» **Task prompt**: Find every line in the records that contains the word "distant" and copy each one out in full. Treat uppercase and lowercase as different.

» **Source data**:

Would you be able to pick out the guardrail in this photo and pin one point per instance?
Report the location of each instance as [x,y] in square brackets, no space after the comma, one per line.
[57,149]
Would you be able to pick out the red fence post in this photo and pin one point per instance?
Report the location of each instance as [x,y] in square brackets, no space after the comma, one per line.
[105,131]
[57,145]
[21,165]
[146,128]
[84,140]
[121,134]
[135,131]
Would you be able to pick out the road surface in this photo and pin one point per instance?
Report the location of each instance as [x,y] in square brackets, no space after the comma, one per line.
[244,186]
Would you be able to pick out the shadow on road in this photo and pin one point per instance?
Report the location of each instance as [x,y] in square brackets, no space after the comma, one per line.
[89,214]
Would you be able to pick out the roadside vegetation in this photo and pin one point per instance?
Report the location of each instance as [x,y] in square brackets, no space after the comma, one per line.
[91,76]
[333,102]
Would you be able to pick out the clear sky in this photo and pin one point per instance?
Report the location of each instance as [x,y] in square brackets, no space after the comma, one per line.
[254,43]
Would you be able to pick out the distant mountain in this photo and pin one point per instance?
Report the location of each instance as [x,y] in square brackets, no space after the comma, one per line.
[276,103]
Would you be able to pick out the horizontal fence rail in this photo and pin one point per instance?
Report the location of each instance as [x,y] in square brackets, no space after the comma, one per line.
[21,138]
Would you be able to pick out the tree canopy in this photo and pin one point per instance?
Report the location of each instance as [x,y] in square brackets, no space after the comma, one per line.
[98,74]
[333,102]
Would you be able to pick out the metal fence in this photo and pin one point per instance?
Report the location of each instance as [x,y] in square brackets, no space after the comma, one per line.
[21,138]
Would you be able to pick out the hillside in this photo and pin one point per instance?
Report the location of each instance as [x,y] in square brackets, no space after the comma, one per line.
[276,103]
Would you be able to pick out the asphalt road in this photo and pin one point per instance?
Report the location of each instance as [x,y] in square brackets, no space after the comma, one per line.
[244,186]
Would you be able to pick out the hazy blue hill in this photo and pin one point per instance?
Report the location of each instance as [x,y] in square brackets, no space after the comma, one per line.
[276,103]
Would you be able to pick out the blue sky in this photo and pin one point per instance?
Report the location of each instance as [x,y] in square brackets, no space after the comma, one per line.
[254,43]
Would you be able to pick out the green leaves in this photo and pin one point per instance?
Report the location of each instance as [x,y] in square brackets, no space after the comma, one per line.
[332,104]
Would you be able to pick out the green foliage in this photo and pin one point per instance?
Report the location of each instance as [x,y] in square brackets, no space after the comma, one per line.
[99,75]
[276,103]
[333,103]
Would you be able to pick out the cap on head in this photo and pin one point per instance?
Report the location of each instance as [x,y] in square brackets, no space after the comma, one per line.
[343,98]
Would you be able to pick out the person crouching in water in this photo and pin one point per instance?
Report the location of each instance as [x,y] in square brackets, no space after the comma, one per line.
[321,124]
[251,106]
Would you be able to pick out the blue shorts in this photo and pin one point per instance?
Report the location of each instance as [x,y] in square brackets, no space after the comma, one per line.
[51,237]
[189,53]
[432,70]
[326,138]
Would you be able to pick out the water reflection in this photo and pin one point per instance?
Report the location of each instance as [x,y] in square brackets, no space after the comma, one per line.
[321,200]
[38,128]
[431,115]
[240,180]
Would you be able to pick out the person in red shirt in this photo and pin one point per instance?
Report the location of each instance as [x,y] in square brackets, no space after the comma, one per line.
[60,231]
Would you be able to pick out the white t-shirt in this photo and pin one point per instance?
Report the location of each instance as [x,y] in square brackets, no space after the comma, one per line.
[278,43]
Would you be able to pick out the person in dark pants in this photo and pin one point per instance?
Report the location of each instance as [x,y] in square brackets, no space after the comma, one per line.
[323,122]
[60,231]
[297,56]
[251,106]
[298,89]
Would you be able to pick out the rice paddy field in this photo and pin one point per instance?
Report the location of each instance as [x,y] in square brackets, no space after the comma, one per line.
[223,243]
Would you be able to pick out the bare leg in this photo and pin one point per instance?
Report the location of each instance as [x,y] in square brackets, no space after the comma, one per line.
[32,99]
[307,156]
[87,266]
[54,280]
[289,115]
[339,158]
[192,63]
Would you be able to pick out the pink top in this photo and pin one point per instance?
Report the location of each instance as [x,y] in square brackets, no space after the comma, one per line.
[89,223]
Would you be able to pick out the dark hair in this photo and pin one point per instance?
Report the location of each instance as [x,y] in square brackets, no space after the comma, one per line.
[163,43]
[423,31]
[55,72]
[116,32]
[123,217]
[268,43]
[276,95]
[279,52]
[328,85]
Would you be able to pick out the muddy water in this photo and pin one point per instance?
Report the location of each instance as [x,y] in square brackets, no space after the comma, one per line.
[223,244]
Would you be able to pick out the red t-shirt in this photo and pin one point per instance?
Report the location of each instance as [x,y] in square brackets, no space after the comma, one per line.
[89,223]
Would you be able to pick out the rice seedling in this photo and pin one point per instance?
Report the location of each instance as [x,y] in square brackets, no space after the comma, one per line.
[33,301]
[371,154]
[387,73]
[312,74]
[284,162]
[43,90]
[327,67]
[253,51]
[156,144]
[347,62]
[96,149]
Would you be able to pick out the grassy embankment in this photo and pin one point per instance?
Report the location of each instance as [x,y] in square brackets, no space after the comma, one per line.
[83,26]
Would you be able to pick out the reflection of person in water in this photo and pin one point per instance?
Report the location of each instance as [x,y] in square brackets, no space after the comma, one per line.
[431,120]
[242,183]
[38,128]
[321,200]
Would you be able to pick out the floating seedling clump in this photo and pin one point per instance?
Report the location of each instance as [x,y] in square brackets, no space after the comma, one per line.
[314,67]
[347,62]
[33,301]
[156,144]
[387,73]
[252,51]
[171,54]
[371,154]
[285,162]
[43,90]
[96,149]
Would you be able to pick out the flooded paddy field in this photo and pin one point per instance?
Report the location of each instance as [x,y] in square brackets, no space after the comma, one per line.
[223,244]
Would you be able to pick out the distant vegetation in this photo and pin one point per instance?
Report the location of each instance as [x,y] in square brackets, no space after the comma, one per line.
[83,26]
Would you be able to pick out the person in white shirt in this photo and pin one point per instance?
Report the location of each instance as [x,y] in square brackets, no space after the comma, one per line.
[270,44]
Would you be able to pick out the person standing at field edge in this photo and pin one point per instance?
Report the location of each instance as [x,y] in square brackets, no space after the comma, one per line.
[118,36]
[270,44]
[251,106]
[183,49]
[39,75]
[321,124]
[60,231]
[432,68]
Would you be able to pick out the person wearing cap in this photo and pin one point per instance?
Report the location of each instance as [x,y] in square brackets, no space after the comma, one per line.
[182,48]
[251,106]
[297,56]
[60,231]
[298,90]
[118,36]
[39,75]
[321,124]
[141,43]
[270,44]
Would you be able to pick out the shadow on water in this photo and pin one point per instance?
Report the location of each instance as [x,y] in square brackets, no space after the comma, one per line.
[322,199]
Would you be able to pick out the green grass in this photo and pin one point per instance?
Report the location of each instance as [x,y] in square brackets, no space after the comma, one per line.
---
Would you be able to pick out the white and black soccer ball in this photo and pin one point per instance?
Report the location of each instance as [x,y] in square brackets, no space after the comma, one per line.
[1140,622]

» **Solution for this exercise**:
Would you be able to pick out the distant mountain in this photo and pin one point per instance?
Would you be able to pick out the distant vegetation in this photo and pin one point per instance?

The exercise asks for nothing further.